*Exercise goal:* The records that follow are to be repeated exactly, with the pictures removed.

*Provided records:*
• • • • •

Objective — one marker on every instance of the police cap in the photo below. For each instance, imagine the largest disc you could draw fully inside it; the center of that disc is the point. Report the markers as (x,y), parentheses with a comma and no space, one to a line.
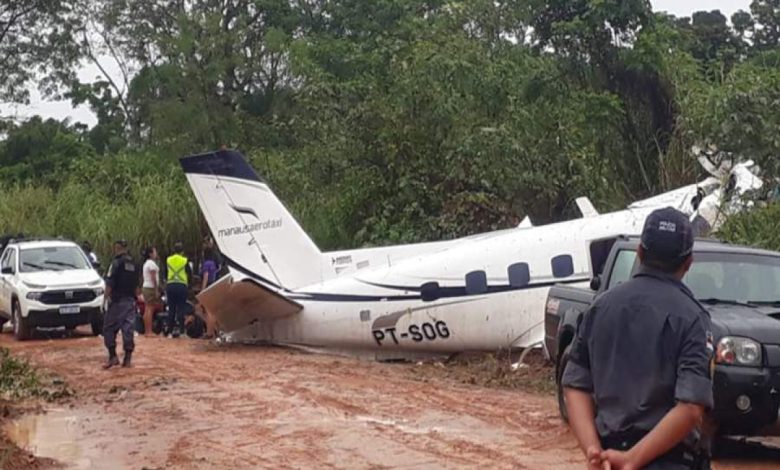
(668,234)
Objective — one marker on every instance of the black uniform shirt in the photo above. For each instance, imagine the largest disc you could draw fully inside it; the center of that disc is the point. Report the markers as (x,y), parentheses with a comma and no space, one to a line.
(122,277)
(640,348)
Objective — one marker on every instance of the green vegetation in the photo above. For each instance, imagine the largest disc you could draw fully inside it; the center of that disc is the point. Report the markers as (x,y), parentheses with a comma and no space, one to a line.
(18,379)
(382,121)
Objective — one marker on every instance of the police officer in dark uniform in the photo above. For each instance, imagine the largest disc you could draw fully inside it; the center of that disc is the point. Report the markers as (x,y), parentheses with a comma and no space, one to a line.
(121,285)
(638,380)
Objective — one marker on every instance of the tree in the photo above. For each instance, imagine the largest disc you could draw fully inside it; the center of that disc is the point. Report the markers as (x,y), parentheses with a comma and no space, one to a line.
(766,14)
(40,151)
(36,39)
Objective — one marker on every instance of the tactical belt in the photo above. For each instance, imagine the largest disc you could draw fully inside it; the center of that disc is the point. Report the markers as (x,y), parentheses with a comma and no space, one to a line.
(681,454)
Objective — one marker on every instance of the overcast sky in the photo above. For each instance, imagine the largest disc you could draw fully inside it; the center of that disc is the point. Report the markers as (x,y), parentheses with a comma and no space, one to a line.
(63,109)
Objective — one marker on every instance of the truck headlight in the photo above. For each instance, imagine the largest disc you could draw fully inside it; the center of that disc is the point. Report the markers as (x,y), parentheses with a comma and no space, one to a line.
(34,295)
(738,351)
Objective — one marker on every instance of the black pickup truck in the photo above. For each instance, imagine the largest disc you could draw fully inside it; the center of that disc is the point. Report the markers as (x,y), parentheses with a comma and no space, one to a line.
(739,286)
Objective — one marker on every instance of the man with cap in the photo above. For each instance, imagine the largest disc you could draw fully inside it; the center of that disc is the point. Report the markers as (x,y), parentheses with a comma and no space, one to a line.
(121,286)
(638,379)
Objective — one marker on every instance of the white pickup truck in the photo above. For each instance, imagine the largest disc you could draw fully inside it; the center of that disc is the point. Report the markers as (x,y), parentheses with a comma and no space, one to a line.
(49,284)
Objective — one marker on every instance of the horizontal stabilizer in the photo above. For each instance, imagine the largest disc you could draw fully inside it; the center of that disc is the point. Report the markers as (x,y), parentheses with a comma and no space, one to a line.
(236,305)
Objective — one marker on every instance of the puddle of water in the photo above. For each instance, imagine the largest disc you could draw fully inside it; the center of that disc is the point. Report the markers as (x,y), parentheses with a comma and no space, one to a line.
(52,435)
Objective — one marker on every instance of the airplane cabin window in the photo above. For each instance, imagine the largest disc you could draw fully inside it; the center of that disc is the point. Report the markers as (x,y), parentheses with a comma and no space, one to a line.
(519,274)
(430,291)
(476,282)
(623,267)
(563,266)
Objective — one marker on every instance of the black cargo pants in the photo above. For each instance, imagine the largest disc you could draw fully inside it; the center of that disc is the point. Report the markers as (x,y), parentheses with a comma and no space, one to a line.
(120,316)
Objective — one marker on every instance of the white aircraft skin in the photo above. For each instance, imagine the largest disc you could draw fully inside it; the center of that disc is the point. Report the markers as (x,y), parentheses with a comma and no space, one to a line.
(392,302)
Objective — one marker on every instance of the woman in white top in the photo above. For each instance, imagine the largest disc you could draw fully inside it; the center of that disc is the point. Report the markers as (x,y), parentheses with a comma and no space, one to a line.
(151,287)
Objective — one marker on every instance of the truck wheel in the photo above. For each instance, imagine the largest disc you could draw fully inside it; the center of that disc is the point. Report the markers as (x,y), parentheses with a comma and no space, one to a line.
(559,376)
(22,330)
(96,322)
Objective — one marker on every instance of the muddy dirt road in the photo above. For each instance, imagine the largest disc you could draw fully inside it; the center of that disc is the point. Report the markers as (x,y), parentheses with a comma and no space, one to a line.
(190,404)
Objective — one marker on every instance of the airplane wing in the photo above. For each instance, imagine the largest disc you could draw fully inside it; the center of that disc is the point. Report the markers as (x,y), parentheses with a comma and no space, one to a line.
(237,305)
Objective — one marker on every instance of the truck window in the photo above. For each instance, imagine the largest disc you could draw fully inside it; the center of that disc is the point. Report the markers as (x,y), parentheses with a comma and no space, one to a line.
(624,265)
(562,266)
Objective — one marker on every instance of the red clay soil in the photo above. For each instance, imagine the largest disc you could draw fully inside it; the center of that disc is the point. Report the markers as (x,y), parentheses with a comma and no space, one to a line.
(191,404)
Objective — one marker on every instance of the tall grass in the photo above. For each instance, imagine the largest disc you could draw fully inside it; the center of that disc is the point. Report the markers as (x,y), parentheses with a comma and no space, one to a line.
(152,210)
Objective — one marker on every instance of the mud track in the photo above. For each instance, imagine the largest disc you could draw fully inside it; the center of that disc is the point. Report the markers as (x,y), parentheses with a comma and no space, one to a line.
(190,404)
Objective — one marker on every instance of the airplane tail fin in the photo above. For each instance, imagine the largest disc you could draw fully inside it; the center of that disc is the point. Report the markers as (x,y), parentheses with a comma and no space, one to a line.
(256,234)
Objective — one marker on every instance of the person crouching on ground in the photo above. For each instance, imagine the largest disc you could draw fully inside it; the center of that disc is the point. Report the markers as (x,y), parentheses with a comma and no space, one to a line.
(151,287)
(121,286)
(179,274)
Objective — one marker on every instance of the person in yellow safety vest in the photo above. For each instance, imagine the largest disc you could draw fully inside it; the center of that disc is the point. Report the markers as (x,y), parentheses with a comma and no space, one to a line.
(179,275)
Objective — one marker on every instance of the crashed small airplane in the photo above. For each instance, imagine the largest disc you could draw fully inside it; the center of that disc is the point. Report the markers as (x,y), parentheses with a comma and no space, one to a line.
(479,293)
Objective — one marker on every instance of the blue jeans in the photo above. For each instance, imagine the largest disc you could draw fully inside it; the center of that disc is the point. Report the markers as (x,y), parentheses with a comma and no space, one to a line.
(177,302)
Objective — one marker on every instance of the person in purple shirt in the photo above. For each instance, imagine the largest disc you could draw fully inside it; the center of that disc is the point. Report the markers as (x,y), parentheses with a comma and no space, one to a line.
(208,274)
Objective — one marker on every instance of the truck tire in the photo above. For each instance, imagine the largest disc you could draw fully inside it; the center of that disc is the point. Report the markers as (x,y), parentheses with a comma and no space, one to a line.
(96,323)
(564,359)
(22,330)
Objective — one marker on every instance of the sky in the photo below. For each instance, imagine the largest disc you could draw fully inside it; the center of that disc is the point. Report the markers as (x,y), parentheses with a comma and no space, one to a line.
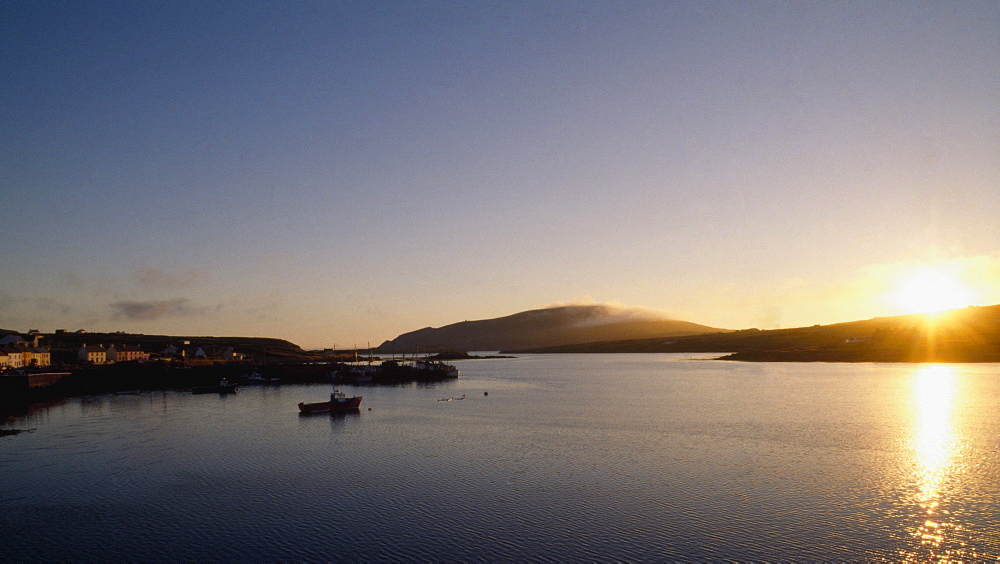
(338,173)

• • • • •

*Response to the task:*
Objective — one marker on every instance of the police cap in the photo below. For each instance, imagine the largest disc you could draw fully inside it; the center of that disc is the point. Report the markers as (x,y), parentheses with a comma and no space, one to a line.
(668,234)
Objective — one marker on every instance of the black uniform shirt in the photo above. For each instance, imagine the largest disc you could draw fully inside it; the center of that disc is the point. Report the markers as (x,y), parentheses with a comma and no space, one to a line.
(122,277)
(640,348)
Objective — one marker on every instance of the green vegetation in the photo above. For each instance, imagine the largest disc you could draw fully inside it; the center of that disc is the point. Report the markers as (x,y), parentheses with a comma and no space, one to a line.
(18,379)
(382,121)
Objective — one marker on every instance of the police officer in dark uniform in the photo above. For each instance, imagine the largest disc you could draw fully inside it; the center of that disc is the point. Report the markers as (x,y), parentheses with a comma and no space, one to a line.
(121,285)
(638,380)
Objective — one marker on every instance of the tree in the photo above. For each instance, imagine the largest disc you could draw fully inside it; the center of that disc is the point. Report the markers as (x,y), parentheses with a comma and no space, one to a line.
(766,14)
(40,151)
(36,39)
Objective — one marker on every instance of the tactical belt in the photo above. For each instance, imagine the largest disc you could draw fully inside it; the center of that disc is the point. Report the markers as (x,y), parentheses with a comma and no space, one to a line.
(681,454)
Objective — one marker on every instance of the overcast sky in the photo above. For each instance, imagine the largest disc you could draw fully inside it; the center of that disc is the point. Report the markers as (x,y), parentheses with a comma and no space, one to a line.
(63,109)
Objective — one marker on every instance of the truck headlight in the photo above. For each instance, imagine the largest disc you could draw fully inside it; the center of that disc is the point. Report the markers as (x,y), parentheses with a comma and no space, one to a line.
(34,295)
(738,351)
Objective — one marker on every instance of the black pickup truck in the photo above. For each instance, imagine the largest disc you could draw fully inside it; the center of that disc is the point. Report the markers as (x,y), parentheses with a comma and no space, one to a line.
(739,286)
Objective — one marker on every instance of the man with cap in the photo above. For each instance, imagine the largest disc you could draw fully inside it; the center of that disc is the point. Report the markers as (x,y), parentheses with a comma and no space, one to a line.
(121,286)
(638,379)
Objective — one marker on every instance of the white pickup truck in the photo above. For each instance, imagine the largest disc you could draw fully inside it; the center of that disc is the point. Report the markers as (x,y), parentheses with a comma and no space, one to a line.
(49,284)
Objective — one marker on every instance of the horizontal stabilizer in the photo above. For each instance, imagine the largest disc you could draw fully inside it; the center of that disc is the point. Report the markers as (x,y), parentheses with a comma and no space, one to a line.
(236,305)
Objective — one marker on every instance of the puddle of water in the photo above. For each instance, imagine the largest disc you could draw fully inside it; the center of that disc is the point. Report the markers as (x,y), parentheses with a comma and no space, one to a line.
(52,435)
Objective — one marker on every instance of the airplane cabin window in the photo above. For each instance, imagine the largest disc you could draw fully inside it; the center of that disc is the point. Report the markers as (x,y), parentheses with a comma and no space, one to a line.
(519,274)
(430,291)
(476,282)
(623,267)
(563,266)
Objective — one marker on every instance of the black cargo pants in the photo above. For each instance, imagine the largest disc you could draw fully inside it; the center of that disc is the point. Report the markers as (x,y), parentheses with a comma and no space, one to a line.
(120,316)
Objective — one marker on every instance of the white aircraft skin in the photo above. For each instance, imagine the largest disc you could draw fully inside it; the center of that disc is the point. Report the markers as (x,y), parentheses with a comma and no space, one to a line.
(392,302)
Objective — one marker on every instance of the woman in white top in the photo above. For each instance, imagine the largest disc you could draw fully inside it; the center of that disc is the point. Report the markers as (x,y), parentheses with a comma and no space, one to a line.
(151,287)
Objective — one marker on every instance of the truck wheel in the photo above. For each instance, imagine the largest disc you could draw fully inside it; the center of that disc is the point. Report the markers as (x,y), parentheses with a comma and no space, one to a line.
(559,376)
(22,330)
(96,322)
Objective — one marker on every instance of the muddy dirt road in the photo above. For each instance, imagine the largest disc you could draw fully inside it; the center of that disc is the point. Report the markers as (x,y), parentheses with a comma and no space, one to a line.
(190,404)
Objective — one marker on every instance of the airplane wing in the photo above. For each instance, imagine the largest disc you could draw fully inside it; the center of that disc is the point. Report the markers as (x,y), parentheses with a comma and no space, one to a line.
(237,305)
Objective — one marker on every instance of the truck window in the photo above. For each instance, imagine the largest disc you could draw fully inside it; the center of that disc is the point. Report the markers as (x,y), parentheses with a comma and no space, one to a line.
(624,265)
(562,266)
Objective — one marker on every instance of the red clay soil in the photo above. For each instance, imagine the largest disc you could draw fully inside it; the center of that disc is the point. Report the markers as (x,y), parentheses with a comma and no space, one to a line.
(191,404)
Objective — one marker on every instance of the tall grass in the photo above. For each instance, imagine the largest disc you could draw fully inside it; the center of that disc is the point. Report the markers as (x,y), parentheses with a comma and no space, one to a line.
(152,210)
Objective — one marker on every instance of the mud track in the photo above. For each instance, imagine the largest disc you could draw fully inside it; the center of that disc is the point. Report the markers as (x,y), parentheses with a comma and no space, one to a line.
(190,404)
Objective — one marker on every instance of the airplane tail fin in the photo above. For each instance, imagine the largest disc you could draw fully inside it; the center of that disc is the point. Report the markers as (x,y), parentheses with a comma and no space, one to a line.
(256,234)
Objective — one marker on every instance of the person crouching on ground in the photo above. For each instance, imagine the largest disc you could draw fully inside it; the center of that disc is the point. Report the markers as (x,y), parentheses with a comma and no space, one to a line.
(151,287)
(121,286)
(179,274)
Objective — one marker on every instance of the person in yellow safety vest in the photo above. For each instance, imagine the largest disc you could draw fully inside it; the center of that disc is the point. Report the markers as (x,y), parentheses with a comma and no space, one to a line.
(179,275)
Objective — one marker on every instance of the crashed small airplane in the photo above. For each instance, imagine the largest disc you could draw fully inside it; the center of that disc is the point. Report the markers as (x,y), parentheses with a comma and no space, one to a line.
(479,293)
Objective — one marker on every instance of the blue jeans in the photo above. For each instance, imagine the largest disc you could draw fully inside it; the center of that disc is the point. Report the markers as (x,y), parentheses with a comma and no space, one to a line.
(177,302)
Objective — one marker on every instance of the person in purple shirt in the photo above. For each instance, imagine the largest disc you could draw fully inside it; the center of that disc is the point. Report the markers as (x,y), parentheses with a comma and no space, one to a line.
(208,274)
Objective — one marker on every instance of the truck tire in the photo above. For each instance, imagine the largest disc you could draw fully inside it; the center of that disc is the point. Report the markers as (x,y), parentheses with a comma and no space, one to a line.
(96,323)
(564,359)
(22,330)
Objective — one marker on every instance of the sky in the photo below. For each instance, imagine the largest disc you could draw fully inside it; the center of that disc is the point. Report the markers as (x,y), parentheses with a comma and no space, one to a line.
(338,173)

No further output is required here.